▸ **Passage provided**
|---|

Some Notes on the Apparently Mutually Exclusive Status of (M/m)odern (A/a)rt and Socialist Realism

I have recently—and finally—had the time to read Art and Democracy in Post-Communist Europe (London: Reaktion, 2012), by the great (and unfortunately now deceased) art historian Piotr Piotrowski. For many, like myself, in the field of Eastern European art history, Piotrowski’s attempt to model and facilitate what he calls a “horizontal art history” remains a continued source of methodological and theoretical inspiration. Piotrowski’s scholarship always seems—to me, at least—to admirably walk the line between overarching regional and even global syntheses and, at least in those geographical areas where he had expertise, engagement with the specificity of local conditions and traditions. Of course, Art and Democracy in Post-Communist Europe is, like Piotrowski’s In the Shadow of Yalta: Art and the Avant-Garde in Eastern Europe, 1945-1989 (London: Reaktion, 2009), a survey, and as such it is engaged in the methodological project of understanding broad narratives and trends as opposed to delving deeply into particular, concrete situations.

One of Piotrowski’s key goals in mapping out these narratives and trends is to come to terms as fully as possible with the geographical (and geopolitical) implications of art history—both its limitations and its possibilities. With this geographical sophistication, however, comes a certain theoretical bluntness. Piotrowski embraces this—he declares at the outset that he is “not a political theorist” (even as he explains his use of Chantal Mouffe’s notion of agonistic democracy as a frame for the book). Additionally, he declares the book to be far more concerned with contemporaneity and its disjunctures than with providing a history (as In the Shadow of Yalta aimed to do). Nonetheless, as all historians are ultimately constrained to do, Piotrowski must start somewhere, and his starting point is a swift yet nuanced reiteration of the map sketched out in In the Shadow of Yalta.

In a way, what I want to do next is completely unfair to Piotrowski, but I will proceed regardless precisely because I believe that—in selecting a very specific moment in Piotrowski’s text, indeed a single sentence—we can grasp a vast and complicated problem that evidences the power of Piotrowski’s methodology. It also presents us with precisely the kind of problem that any “horizontal art history” should—indeed, must—be able to confront, if never resolve. Discussing the dubious merits of treating Eastern/Central European art history according to the model of “colonization,” Piotrowski suggests that the obvious angle would be to treat Soviet culture as the occupier, but points out that this dissolves in concrete cases, since Socialist Realism was only “an official ideological façade” in many countries in the region. He then declares, “In fact, one could say that it was modern art, not Socialist Realism, that defined the cultural identity of Central Europe [a term Piotrowski uses to encompass areas often described as either ‘Eastern’ or ‘Central’ Europe] between 1945 and 1989” (46).

|---|

▸ **Objective a**
In the essay on Piotrowski, which publisher released Art and Democracy in Post-Communist Europe, and in what year?
The entries have no connection to the essay on Piotrowski.

Excerpts of bounding box data:
|---|

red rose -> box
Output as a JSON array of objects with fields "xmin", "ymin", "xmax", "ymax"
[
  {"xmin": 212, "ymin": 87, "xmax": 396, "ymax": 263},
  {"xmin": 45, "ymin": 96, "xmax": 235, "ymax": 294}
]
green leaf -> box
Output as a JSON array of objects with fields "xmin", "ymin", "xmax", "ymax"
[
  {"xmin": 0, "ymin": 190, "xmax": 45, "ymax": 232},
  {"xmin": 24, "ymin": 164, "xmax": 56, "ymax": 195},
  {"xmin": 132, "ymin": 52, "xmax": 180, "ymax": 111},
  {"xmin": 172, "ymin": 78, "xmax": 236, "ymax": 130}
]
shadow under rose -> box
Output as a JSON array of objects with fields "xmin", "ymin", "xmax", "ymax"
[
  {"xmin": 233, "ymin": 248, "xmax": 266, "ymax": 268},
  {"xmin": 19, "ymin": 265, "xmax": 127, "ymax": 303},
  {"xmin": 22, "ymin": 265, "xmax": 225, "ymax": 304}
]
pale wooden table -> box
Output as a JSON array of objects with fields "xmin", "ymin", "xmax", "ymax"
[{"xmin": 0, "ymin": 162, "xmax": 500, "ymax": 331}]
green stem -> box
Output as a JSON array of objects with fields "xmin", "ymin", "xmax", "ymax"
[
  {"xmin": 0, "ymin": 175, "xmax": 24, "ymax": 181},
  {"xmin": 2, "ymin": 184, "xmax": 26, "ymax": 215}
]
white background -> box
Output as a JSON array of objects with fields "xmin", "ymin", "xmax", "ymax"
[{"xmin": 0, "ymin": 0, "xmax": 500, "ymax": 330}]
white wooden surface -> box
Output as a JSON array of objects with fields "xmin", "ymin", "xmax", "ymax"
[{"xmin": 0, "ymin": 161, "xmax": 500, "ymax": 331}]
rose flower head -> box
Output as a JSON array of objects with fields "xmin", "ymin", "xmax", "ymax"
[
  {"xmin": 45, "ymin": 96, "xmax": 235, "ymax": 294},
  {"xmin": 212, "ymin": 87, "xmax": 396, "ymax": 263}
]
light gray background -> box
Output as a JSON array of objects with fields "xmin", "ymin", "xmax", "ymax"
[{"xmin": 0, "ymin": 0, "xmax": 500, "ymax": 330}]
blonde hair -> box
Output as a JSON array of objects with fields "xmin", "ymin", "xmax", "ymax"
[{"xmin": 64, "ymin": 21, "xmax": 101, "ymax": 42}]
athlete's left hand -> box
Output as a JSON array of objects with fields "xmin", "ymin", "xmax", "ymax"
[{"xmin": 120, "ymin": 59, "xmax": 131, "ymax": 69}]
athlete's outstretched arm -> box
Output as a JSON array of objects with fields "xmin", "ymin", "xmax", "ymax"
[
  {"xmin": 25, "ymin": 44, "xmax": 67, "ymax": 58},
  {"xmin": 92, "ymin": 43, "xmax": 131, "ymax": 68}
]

|---|

▸ **Objective b**
Please write out the entries as a numbered list, starting with the line that contains "blonde hair -> box" and going on through the last line of the entries, with blank lines left out.

▸ **Task result a**
Reaktion (London), in 2012.

▸ **Task result b**
1. blonde hair -> box
2. Output as a JSON array of objects with fields "xmin", "ymin", "xmax", "ymax"
3. [{"xmin": 64, "ymin": 21, "xmax": 101, "ymax": 42}]
4. athlete's left hand -> box
5. Output as a JSON array of objects with fields "xmin", "ymin", "xmax", "ymax"
6. [{"xmin": 120, "ymin": 59, "xmax": 131, "ymax": 69}]
7. athlete's outstretched arm -> box
8. Output as a JSON array of objects with fields "xmin", "ymin", "xmax", "ymax"
9. [
10.   {"xmin": 25, "ymin": 44, "xmax": 67, "ymax": 58},
11.   {"xmin": 92, "ymin": 43, "xmax": 131, "ymax": 68}
12. ]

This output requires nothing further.